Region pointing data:
━━━━━━━━━━━━━━━━━━━━━━━━━━━━━━
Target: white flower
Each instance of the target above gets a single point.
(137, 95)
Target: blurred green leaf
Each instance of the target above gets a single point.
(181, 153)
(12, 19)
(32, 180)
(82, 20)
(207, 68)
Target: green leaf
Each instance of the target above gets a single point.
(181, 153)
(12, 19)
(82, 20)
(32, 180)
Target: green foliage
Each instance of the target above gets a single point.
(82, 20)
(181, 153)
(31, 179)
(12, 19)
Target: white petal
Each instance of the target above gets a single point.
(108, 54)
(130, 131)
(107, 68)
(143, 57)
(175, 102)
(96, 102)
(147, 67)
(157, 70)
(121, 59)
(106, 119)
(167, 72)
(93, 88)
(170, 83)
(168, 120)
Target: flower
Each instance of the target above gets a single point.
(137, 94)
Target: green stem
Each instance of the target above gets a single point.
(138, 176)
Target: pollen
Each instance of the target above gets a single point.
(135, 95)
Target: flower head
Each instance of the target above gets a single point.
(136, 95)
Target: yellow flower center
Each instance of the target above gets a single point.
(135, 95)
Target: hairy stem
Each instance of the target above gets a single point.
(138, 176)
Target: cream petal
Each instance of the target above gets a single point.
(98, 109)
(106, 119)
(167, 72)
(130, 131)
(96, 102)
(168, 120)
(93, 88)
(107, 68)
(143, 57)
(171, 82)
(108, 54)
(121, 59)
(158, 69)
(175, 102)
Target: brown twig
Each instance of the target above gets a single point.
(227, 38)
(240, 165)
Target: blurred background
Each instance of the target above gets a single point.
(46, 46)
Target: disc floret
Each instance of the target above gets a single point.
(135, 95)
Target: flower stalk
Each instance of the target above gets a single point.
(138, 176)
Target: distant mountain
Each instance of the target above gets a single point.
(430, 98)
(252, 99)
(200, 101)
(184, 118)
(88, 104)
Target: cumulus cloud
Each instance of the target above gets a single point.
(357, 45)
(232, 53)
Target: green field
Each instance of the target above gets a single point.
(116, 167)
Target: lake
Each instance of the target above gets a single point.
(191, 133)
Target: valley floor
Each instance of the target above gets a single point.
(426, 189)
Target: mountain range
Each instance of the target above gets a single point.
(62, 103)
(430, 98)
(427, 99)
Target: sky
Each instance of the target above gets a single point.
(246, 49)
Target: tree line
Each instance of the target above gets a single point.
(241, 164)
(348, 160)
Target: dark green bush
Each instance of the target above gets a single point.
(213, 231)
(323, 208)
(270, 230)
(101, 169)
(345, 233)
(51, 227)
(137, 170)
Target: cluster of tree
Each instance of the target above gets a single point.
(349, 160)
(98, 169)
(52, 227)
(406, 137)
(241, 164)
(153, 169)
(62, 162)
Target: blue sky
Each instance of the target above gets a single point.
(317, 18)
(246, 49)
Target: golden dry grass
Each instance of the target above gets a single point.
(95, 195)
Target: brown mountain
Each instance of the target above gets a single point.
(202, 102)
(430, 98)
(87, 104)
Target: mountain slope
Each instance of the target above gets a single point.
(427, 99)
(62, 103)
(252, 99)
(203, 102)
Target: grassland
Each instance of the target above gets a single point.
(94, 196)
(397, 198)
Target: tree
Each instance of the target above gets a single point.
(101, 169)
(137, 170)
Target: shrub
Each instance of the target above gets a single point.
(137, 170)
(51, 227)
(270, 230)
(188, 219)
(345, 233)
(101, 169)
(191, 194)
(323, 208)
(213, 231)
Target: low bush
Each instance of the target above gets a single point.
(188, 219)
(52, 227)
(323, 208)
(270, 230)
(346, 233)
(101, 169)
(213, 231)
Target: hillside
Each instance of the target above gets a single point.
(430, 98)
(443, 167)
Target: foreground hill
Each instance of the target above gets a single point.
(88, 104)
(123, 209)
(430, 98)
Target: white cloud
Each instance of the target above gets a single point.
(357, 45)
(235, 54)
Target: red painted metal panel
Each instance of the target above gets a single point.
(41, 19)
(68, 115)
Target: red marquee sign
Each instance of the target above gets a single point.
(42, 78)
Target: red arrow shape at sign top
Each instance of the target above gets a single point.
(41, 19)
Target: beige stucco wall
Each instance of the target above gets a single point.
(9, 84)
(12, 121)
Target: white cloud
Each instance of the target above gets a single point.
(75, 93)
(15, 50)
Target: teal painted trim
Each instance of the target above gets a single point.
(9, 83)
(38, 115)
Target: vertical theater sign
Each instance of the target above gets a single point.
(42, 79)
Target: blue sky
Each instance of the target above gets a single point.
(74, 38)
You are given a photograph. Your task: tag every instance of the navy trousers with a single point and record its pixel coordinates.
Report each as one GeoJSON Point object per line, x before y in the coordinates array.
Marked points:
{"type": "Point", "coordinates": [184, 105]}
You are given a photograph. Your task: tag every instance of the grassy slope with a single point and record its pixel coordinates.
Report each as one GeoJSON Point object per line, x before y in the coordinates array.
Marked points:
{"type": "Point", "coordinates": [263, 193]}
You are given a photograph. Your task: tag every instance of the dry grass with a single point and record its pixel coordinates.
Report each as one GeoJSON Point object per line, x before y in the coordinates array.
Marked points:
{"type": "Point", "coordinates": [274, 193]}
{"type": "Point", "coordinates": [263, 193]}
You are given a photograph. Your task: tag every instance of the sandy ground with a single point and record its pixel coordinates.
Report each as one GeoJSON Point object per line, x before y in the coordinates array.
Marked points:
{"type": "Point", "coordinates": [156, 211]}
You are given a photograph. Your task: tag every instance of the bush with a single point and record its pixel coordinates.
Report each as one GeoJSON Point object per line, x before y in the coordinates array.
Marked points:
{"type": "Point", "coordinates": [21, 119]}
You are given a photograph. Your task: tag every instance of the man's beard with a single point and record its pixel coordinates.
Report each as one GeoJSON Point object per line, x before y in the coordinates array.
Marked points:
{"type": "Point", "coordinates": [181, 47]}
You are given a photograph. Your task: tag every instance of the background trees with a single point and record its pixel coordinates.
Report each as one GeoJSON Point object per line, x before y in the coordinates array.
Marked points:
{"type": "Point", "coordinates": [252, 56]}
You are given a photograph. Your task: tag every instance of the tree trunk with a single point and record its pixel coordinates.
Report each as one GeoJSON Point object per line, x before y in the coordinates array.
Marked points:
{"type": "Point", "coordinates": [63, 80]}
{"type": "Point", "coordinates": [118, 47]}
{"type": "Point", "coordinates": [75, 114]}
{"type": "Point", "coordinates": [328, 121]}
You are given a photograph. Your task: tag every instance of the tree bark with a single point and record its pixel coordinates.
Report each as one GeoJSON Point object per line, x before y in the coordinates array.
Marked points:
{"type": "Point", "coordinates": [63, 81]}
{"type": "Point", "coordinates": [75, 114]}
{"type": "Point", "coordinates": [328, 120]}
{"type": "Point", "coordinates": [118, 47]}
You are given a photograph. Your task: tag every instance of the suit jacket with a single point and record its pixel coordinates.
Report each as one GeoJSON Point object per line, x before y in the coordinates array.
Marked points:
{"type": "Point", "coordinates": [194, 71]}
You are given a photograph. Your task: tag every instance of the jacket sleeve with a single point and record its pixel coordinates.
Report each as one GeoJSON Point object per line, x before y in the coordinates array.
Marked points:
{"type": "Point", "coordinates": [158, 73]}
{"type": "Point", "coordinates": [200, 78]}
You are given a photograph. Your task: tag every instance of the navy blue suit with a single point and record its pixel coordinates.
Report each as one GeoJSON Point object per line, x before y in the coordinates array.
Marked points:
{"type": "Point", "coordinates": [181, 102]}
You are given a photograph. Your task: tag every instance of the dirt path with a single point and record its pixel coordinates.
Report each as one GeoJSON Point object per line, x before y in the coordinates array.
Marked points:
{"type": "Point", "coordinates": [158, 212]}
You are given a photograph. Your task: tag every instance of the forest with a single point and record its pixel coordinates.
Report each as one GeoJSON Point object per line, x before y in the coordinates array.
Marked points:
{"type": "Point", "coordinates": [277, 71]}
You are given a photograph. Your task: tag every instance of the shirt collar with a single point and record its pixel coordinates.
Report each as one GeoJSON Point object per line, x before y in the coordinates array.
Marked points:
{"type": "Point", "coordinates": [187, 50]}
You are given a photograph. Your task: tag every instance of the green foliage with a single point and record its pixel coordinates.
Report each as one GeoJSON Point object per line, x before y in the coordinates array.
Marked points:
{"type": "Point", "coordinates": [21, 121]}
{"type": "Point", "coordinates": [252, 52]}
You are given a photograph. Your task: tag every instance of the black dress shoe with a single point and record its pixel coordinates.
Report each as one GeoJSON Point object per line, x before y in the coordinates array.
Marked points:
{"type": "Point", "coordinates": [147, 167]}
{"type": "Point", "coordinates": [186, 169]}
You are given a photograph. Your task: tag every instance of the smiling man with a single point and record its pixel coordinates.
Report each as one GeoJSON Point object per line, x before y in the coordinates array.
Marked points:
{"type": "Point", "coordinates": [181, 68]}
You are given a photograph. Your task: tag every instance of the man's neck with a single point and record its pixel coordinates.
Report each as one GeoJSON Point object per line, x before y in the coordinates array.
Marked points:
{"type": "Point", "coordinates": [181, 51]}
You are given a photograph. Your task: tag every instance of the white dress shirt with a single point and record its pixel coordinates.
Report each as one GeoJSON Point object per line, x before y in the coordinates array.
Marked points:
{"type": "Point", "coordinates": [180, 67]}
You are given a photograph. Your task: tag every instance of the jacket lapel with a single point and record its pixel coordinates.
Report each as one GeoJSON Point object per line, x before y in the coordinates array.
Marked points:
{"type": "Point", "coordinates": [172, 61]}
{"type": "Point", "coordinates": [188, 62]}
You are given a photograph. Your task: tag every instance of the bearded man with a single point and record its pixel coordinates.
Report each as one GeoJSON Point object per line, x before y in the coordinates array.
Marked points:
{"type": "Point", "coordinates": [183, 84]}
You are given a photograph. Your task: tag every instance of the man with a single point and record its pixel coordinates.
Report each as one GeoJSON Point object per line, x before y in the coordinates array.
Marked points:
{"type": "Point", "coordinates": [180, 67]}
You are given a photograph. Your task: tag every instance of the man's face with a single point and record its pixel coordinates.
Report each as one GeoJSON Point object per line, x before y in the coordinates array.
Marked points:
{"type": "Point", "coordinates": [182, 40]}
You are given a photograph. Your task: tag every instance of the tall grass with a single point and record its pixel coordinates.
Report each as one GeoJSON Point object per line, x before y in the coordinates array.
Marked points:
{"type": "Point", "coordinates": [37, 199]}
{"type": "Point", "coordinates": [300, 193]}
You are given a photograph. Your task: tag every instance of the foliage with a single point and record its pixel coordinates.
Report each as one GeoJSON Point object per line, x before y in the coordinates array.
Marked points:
━━━━━━━━━━━━━━━━━━━━━━━━━━━━━━
Return every line from the records above that holds the word "stem".

*SOLVED EXERCISE*
Target: green stem
Target: hairy stem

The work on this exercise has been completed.